Region pointing data:
◇ ◇ ◇

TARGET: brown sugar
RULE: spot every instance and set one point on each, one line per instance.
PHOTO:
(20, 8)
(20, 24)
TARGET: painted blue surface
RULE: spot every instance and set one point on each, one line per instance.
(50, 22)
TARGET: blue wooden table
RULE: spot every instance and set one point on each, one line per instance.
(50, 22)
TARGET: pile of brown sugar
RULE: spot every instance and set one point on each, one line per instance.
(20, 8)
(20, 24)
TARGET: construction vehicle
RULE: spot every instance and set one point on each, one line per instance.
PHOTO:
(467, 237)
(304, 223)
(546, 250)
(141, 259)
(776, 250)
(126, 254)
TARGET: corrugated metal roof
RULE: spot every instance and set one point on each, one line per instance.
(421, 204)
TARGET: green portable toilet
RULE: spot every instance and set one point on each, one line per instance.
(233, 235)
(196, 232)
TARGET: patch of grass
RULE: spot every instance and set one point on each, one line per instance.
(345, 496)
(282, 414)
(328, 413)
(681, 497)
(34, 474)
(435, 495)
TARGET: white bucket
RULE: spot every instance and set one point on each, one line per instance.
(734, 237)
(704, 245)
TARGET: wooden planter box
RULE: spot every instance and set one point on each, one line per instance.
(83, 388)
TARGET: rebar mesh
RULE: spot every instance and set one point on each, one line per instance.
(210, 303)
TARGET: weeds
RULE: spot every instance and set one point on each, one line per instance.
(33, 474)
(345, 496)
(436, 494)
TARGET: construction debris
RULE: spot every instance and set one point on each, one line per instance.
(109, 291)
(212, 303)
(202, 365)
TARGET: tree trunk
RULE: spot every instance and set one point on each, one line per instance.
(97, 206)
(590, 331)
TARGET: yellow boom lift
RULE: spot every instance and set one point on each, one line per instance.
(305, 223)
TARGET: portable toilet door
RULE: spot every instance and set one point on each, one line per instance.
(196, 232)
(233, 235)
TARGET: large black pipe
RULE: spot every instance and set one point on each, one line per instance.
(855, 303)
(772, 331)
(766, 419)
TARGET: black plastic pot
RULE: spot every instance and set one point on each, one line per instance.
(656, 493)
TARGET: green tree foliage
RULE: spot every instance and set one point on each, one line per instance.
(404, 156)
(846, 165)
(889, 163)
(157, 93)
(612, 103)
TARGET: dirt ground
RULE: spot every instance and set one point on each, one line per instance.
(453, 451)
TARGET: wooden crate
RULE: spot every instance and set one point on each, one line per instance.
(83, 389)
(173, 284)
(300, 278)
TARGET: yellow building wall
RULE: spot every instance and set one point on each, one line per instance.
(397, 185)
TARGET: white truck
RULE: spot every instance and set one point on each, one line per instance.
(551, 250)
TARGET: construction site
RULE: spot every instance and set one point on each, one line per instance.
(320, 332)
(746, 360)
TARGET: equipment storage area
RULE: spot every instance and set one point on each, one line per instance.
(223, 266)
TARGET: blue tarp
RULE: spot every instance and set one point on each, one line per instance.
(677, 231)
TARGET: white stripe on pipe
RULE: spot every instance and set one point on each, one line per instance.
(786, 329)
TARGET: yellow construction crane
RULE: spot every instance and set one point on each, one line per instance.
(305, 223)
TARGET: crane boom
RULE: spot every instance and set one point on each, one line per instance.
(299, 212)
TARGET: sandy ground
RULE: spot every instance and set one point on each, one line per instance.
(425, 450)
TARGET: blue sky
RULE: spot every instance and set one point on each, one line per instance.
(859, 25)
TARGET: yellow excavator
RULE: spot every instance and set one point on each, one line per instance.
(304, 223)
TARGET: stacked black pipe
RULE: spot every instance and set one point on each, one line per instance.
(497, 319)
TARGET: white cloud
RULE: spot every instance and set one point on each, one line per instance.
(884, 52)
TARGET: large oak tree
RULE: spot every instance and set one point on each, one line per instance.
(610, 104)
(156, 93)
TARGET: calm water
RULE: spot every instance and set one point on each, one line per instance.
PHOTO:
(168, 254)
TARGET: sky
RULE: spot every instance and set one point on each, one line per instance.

◇ ◇ ◇

Exercise
Search the entries for the word "brown", then list each line that holds it.

Answer for this exercise
TARGET: brown sugar
TARGET: pile of brown sugar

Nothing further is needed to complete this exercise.